Industrial development agencies across Western New York are still in need of true reform that involves consolidation and greater transparency.
That much is clear from a report issued by State Comptroller Thomas P. DiNapoli, which revealed that IDAs in Western New York provided incentives to a total of 837 projects, the most of any other major region in the state.
The Erie County IDA was the most active among the region’s agencies, assisting 307 projects with a combined value of $5.4 billion. Also extremely active in doling out tax breaks to various projects was the Amherst IDA, which was involved in 138 projects worth a total of $774.2 million.
DiNapoli had it right when he said, “In many parts of New York, IDA projects provide a much-needed boost to local development efforts,” but he’s also correct in pushing for greater disclosure and more accountability. In that the comptroller is echoing concerns that have long been voiced by Assemblyman Sean Ryan, D-Buffalo, and Erie County Executive Mark C. Poloncarz.
The region has too many IDAs, all trying to land the few projects that involve true industrial development.
Lean economic times have produced disappointing job creation numbers, with IDA officials pointing to the struggles of local manufacturers in recent years. As News business reporter David Robinson’s recent article states, IDA officials have cited the General Motors engine plant in the Town of Tonawanda, where the automaker has drastically reduced its workforce over the years while continuing to make capital investments for new engine lines that still employ hundreds.
The IDAs fund themselves by taking a fee from each approved project. With few manufacturing projects in the works, IDAs have been reduced to funding retail projects to keep their lights on. DiNapoli’s report noted that retail trade projects jumped from 1 percent of all IDA deals statewide in 2008 to 2.9 percent in 2012.
Last year, the state budget placed new restrictions on IDAs that made it more difficult for them to grant incentives to retail projects, such as stores, medical offices and restaurants.
Here’s the catch: the rules still allow tax breaks for retail operations in certain circumstances, creating loopholes big enough for a hotel. One of those loopholes allows tax breaks for projects that are part of a “tourism destination.” Recent case in point is the $664,600 break given to developers of an $11.5 million SpringHill Suites by Marriott hotel on Transit Road near the Thruway. The Lancaster Industrial Development Agency justifies that tax break because the hotel is being built in a tourist destination.
And while those tax breaks will benefit a Lancaster business, they will be paid by taxpayers from across the county, most of whom go nowhere near Lancaster’s “tourism destination.”
Other tax breaks occur if the project is located in an economically distressed area, which could mean most of the City of Buffalo; or if they would provide goods or services that aren’t readily available here.
There are too many ways to get around the rules governing IDA tax breaks. Taxpayers deserve true reform of industrial development agencies.

**EXERCISES TO COMPLETE**
1. Name every person mentioned in the editorial on industrial development agencies.
2. Using the IDA editorial, decide whether each statement is true: (a) The Erie County IDA assisted 307 projects. (b) Retail trade projects fell as a share of IDA deals statewide between 2008 and 2012. (c) The Amherst IDA granted the tax break for the SpringHill Suites hotel.
3. Reproduce the IDA editorial word for word from "That much is" to "of $774.2 million.".

**SUPPLIED ENTRIES**

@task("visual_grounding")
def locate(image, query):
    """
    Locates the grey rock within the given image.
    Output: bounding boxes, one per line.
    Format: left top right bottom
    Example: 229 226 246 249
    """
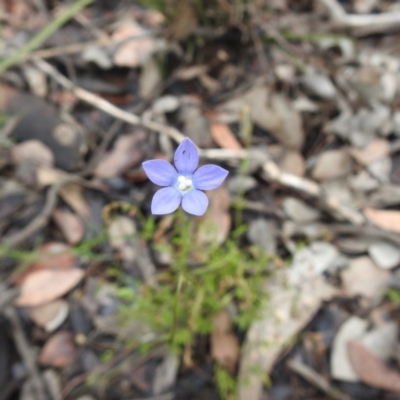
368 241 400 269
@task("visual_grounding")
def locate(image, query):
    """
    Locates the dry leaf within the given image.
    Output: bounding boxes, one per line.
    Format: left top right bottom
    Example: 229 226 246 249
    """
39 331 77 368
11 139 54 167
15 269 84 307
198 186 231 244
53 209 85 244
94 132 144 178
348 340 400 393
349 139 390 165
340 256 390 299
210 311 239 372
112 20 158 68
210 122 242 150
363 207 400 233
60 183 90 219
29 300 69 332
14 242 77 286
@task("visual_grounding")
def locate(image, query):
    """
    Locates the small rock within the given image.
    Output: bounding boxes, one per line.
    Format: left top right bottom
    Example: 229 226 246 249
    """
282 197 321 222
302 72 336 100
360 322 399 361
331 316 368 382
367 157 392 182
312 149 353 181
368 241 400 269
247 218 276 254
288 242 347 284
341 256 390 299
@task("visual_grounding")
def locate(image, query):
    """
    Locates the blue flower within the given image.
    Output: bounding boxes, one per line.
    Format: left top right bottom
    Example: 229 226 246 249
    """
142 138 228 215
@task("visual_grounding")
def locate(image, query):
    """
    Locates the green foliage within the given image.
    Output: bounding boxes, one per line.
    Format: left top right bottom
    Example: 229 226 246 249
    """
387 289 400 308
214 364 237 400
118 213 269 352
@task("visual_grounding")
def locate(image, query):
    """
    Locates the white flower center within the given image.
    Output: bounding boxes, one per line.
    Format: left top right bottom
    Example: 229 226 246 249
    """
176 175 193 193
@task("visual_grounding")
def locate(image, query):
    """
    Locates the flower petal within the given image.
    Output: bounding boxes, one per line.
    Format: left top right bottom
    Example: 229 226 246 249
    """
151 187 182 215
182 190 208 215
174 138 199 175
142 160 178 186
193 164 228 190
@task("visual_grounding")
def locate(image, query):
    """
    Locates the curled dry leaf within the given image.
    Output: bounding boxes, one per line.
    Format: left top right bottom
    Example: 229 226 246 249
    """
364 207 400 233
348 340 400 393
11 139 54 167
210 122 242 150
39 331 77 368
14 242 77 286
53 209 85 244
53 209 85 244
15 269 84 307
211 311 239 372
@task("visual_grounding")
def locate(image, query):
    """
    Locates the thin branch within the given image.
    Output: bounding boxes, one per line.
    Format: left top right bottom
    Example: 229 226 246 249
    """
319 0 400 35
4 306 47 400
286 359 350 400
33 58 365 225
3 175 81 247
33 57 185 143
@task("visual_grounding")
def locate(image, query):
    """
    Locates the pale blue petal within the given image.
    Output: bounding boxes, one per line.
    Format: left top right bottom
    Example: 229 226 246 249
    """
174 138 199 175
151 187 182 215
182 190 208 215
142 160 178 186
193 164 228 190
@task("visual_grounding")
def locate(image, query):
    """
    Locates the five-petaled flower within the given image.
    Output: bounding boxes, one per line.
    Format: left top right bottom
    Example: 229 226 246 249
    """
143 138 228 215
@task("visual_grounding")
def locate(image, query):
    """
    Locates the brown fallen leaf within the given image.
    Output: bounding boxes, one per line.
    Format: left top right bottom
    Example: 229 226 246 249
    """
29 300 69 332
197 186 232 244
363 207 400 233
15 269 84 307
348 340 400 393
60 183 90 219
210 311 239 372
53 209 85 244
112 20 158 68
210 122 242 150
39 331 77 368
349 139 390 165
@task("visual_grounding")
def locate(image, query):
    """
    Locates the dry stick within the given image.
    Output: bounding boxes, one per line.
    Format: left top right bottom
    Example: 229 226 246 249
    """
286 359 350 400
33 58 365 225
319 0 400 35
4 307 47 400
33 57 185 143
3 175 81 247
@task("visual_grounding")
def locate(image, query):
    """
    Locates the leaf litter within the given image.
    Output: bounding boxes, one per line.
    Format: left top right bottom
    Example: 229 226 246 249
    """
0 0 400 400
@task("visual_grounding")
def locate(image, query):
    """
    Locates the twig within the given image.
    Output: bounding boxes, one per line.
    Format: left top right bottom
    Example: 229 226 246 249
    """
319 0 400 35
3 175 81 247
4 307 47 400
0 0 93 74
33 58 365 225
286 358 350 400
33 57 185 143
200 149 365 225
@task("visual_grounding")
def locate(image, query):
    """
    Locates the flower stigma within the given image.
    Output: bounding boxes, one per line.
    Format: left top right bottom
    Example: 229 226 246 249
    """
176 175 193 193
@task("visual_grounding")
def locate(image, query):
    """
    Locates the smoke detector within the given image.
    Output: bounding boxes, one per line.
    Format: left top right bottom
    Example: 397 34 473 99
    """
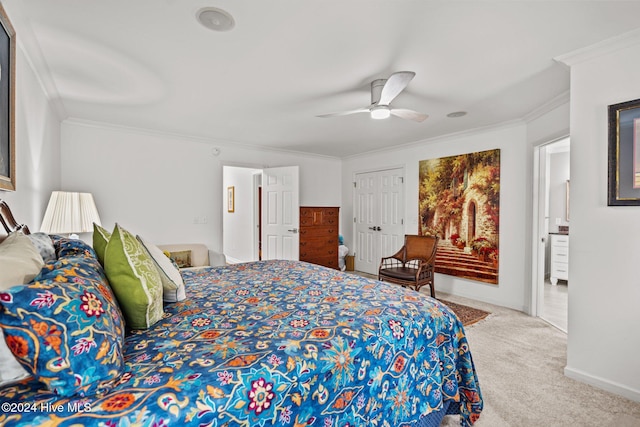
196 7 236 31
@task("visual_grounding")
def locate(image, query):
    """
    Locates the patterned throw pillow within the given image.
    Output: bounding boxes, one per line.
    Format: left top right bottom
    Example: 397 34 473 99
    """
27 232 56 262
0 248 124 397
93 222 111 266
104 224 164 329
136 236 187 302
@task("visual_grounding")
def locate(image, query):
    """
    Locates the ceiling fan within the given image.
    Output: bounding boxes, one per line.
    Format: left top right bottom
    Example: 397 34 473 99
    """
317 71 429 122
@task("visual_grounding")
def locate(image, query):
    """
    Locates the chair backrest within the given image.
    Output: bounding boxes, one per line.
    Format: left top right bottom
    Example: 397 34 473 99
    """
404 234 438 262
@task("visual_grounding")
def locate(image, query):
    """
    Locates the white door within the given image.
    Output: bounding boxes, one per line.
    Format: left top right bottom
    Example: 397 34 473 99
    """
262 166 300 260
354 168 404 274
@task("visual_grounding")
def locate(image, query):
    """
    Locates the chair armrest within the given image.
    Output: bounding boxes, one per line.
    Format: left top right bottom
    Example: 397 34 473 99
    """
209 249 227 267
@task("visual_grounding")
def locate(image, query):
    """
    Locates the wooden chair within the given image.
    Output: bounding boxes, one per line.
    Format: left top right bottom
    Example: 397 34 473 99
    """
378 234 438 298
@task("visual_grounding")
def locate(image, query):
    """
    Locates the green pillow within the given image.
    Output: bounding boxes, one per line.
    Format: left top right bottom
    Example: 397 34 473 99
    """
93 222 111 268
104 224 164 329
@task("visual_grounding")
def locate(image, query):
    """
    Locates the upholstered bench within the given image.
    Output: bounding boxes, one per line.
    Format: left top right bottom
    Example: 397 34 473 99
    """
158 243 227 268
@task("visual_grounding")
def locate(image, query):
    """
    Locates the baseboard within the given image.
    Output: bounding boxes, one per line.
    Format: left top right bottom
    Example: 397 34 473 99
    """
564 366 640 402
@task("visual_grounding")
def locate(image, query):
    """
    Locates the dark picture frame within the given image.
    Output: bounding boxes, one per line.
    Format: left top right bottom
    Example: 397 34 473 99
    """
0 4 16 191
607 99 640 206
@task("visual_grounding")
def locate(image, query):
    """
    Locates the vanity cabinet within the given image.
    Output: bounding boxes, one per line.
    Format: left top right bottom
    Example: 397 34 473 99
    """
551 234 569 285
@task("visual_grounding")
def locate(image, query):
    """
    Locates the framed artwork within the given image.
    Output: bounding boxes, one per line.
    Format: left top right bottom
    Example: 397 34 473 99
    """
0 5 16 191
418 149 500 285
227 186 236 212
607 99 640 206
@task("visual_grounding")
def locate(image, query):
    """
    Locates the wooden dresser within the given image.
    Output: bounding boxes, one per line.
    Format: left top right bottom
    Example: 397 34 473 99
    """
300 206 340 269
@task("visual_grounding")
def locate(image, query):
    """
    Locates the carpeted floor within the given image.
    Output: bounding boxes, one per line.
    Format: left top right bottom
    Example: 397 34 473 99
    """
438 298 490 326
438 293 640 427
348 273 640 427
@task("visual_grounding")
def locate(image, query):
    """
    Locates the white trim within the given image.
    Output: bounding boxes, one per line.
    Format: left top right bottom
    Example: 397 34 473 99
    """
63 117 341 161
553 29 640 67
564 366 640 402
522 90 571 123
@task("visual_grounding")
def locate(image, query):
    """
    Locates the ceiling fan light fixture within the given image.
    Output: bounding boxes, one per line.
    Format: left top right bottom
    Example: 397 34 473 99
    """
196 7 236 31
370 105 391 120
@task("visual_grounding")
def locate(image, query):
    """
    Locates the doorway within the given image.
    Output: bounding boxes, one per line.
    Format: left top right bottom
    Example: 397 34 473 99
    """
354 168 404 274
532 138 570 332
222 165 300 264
* * *
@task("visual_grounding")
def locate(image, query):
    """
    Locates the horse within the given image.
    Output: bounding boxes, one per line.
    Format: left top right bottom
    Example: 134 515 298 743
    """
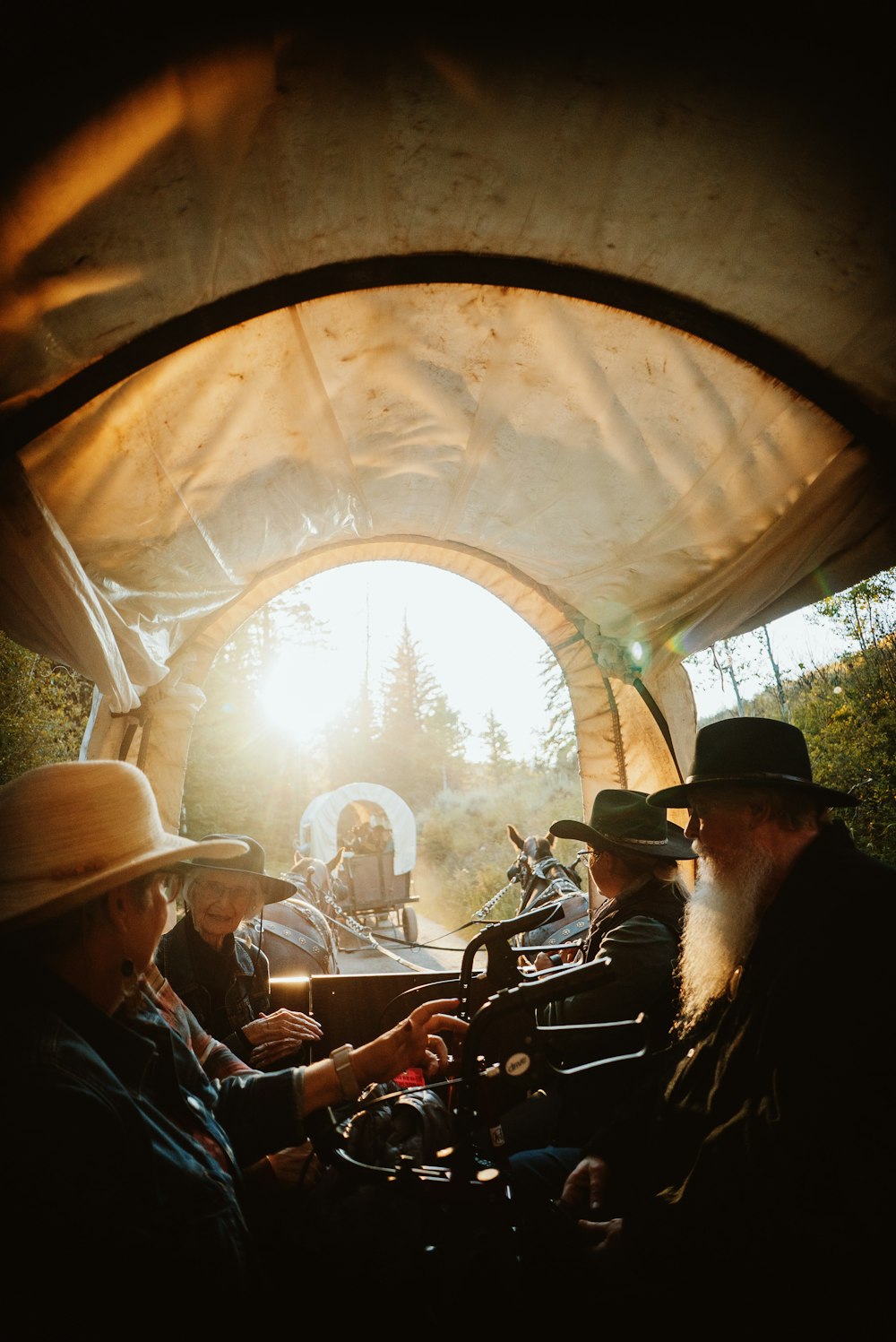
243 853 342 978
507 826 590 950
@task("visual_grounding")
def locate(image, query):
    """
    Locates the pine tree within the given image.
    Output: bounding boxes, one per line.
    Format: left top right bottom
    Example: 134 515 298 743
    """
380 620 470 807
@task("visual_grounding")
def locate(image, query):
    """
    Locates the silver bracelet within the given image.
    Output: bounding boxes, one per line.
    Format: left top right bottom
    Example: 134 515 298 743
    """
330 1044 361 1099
--
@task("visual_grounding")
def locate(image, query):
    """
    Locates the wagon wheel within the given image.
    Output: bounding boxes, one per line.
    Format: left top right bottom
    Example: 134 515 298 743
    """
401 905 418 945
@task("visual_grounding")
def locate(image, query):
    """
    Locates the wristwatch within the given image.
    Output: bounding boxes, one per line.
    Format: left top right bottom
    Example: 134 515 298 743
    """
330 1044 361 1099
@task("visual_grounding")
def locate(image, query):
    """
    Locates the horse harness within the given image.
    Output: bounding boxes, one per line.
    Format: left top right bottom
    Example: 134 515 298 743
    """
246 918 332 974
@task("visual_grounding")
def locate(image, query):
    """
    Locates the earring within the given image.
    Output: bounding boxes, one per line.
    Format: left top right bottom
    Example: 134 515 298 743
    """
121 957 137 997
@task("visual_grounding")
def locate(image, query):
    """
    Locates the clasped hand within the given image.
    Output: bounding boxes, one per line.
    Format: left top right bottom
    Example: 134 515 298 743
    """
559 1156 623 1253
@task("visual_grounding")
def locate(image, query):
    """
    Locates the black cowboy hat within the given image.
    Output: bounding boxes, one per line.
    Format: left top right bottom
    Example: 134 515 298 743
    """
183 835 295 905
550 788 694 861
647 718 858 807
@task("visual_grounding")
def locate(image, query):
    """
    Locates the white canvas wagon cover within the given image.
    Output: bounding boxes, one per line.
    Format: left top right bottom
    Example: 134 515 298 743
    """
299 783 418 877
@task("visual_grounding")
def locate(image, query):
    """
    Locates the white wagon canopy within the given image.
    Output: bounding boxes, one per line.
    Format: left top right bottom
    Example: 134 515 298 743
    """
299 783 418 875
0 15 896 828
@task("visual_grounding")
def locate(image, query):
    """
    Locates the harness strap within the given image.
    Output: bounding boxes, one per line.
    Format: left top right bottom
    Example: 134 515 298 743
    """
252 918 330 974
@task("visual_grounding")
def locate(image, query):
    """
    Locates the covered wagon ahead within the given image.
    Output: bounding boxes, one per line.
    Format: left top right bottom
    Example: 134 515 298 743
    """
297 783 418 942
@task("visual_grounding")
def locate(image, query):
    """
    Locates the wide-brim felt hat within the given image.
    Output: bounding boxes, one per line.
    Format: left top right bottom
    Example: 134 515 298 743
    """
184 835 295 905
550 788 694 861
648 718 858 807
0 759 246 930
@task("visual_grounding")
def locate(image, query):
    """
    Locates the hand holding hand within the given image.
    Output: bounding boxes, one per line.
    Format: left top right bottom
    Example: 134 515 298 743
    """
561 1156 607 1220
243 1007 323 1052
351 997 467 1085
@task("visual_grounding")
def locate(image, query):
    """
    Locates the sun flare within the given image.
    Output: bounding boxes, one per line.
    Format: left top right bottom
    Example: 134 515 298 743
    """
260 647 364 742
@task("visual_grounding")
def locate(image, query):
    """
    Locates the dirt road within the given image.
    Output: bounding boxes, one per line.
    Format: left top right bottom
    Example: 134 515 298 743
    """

**PER-TASK ANSWERS**
1. Thomas P. DiNapoli, Sean Ryan, Mark C. Poloncarz, David Robinson

2.
(a) Yes: "assisting 307 projects with a combined value of $5.4 billion"
(b) No: "retail trade projects jumped from 1 percent of all IDA deals statewide in 2008 to 2.9 percent in 2012"
(c) No: "The Lancaster Industrial Development Agency justifies that tax break"

3.
That much is clear from a report issued by State Comptroller Thomas P. DiNapoli, which revealed that IDAs in Western New York provided incentives to a total of 837 projects, the most of any other major region in the state.
The Erie County IDA was the most active among the region’s agencies, assisting 307 projects with a combined value of $5.4 billion. Also extremely active in doling out tax breaks to various projects was the Amherst IDA, which was involved in 138 projects worth a total of $774.2 million.